Extract =

* begin *

I’ll try to keep it short and sweet. Showing you a photo of the views, explain a bit about the trail, and linking anything you may need. I’ve divided everything up based on the area I stayed.
From each hike linked, you will have directions to the trailhead via AllTrails. If you upgrade to pro, you’ll have a map of the trail, and it’ll track your hike. I always read up on the latest comments, before heading out. People will post about the conditions of the trail, how full the parking lot was at what time, wildlife spotting, and more!
Isabelle Glacier Trail– We are going to start off with my most recent, and now favorite hike in Colorado. She’s a beauty, but she aint easy. With 9 miles of ice covered trails, showing up prepared is key. Check out my cold weather gear list here. The snow dusted mountains, the mirror lakes, the tall evergreens, this hike is nonstop views. Located in Brainard Lake Recreation, just outside of Nederland, CO. You will need a reservation to enter, click here to book. Because we went in off season, the trail was not super busy. I would still recommend getting an early start. We parked at about 8am and got back to the car around noon.
Barker Meadow Reservoir– A nice little park to wander. Very family and pet friendly, would be a great spot for a picnic. Super convenient, being right off the road. Tons of parking, and porto potty on site. We did the out and back Barker Meadow Trail, on a sunny afternoon.

* end *

Required actions =
A. For each statement, answer yes or no on whether it agrees with the hiking guide, and quote the words that decide it: (i) The Isabelle Glacier Trail covers 9 miles of ice covered trails. (ii) No reservation is needed to enter Brainard Lake Recreation. (iii) Barker Meadow Reservoir has a porto potty on site.
B. Please repeat the hiking guide word for word, starting with "Isabelle Glacier Trail–" and going on through "car around noon.".
Use only the hiking guide as your source.

Record excerpts =
* begin *

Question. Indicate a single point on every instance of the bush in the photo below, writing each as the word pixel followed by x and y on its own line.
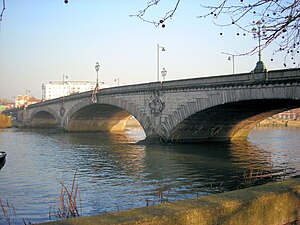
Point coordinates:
pixel 5 121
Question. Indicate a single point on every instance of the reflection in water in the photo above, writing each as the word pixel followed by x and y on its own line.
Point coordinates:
pixel 113 173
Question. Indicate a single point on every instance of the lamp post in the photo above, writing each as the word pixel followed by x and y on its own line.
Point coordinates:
pixel 97 68
pixel 64 77
pixel 157 52
pixel 230 57
pixel 259 32
pixel 164 73
pixel 117 80
pixel 43 92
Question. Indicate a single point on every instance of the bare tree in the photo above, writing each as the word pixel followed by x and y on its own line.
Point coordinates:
pixel 3 9
pixel 273 21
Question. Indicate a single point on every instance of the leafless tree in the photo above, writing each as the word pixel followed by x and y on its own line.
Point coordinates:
pixel 3 9
pixel 273 21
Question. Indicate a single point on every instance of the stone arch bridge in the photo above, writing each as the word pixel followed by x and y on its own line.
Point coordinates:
pixel 192 110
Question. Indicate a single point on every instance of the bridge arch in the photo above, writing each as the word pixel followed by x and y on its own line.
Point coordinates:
pixel 41 118
pixel 228 121
pixel 105 115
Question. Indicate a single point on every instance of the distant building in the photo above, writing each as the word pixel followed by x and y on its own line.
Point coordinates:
pixel 25 100
pixel 56 89
pixel 293 114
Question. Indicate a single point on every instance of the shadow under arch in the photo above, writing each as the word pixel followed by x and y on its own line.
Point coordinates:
pixel 230 121
pixel 99 117
pixel 44 119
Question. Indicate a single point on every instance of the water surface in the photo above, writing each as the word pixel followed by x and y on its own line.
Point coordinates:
pixel 114 173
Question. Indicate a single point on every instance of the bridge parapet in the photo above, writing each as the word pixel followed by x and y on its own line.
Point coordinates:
pixel 188 110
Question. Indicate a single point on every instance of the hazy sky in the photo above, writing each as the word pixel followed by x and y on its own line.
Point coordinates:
pixel 40 40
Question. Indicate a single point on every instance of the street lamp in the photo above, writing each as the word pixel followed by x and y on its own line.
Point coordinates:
pixel 259 32
pixel 230 57
pixel 97 67
pixel 64 77
pixel 117 80
pixel 43 92
pixel 164 73
pixel 157 51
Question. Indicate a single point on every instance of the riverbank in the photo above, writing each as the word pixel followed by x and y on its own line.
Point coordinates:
pixel 276 203
pixel 278 123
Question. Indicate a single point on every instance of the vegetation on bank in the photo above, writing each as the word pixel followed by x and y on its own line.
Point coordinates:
pixel 5 121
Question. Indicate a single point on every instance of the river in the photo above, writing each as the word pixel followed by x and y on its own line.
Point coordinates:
pixel 113 173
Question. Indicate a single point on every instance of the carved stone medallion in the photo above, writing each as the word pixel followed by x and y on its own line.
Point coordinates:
pixel 156 106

* end *

Set of answers =
A.
(i) Yes: "With 9 miles of ice covered trails"
(ii) No: "You will need a reservation to enter"
(iii) Yes: "Tons of parking, and porto potty on site."

B.
Isabelle Glacier Trail– We are going to start off with my most recent, and now favorite hike in Colorado. She’s a beauty, but she aint easy. With 9 miles of ice covered trails, showing up prepared is key. Check out my cold weather gear list here. The snow dusted mountains, the mirror lakes, the tall evergreens, this hike is nonstop views. Located in Brainard Lake Recreation, just outside of Nederland, CO. You will need a reservation to enter, click here to book. Because we went in off season, the trail was not super busy. I would still recommend getting an early start. We parked at about 8am and got back to the car around noon.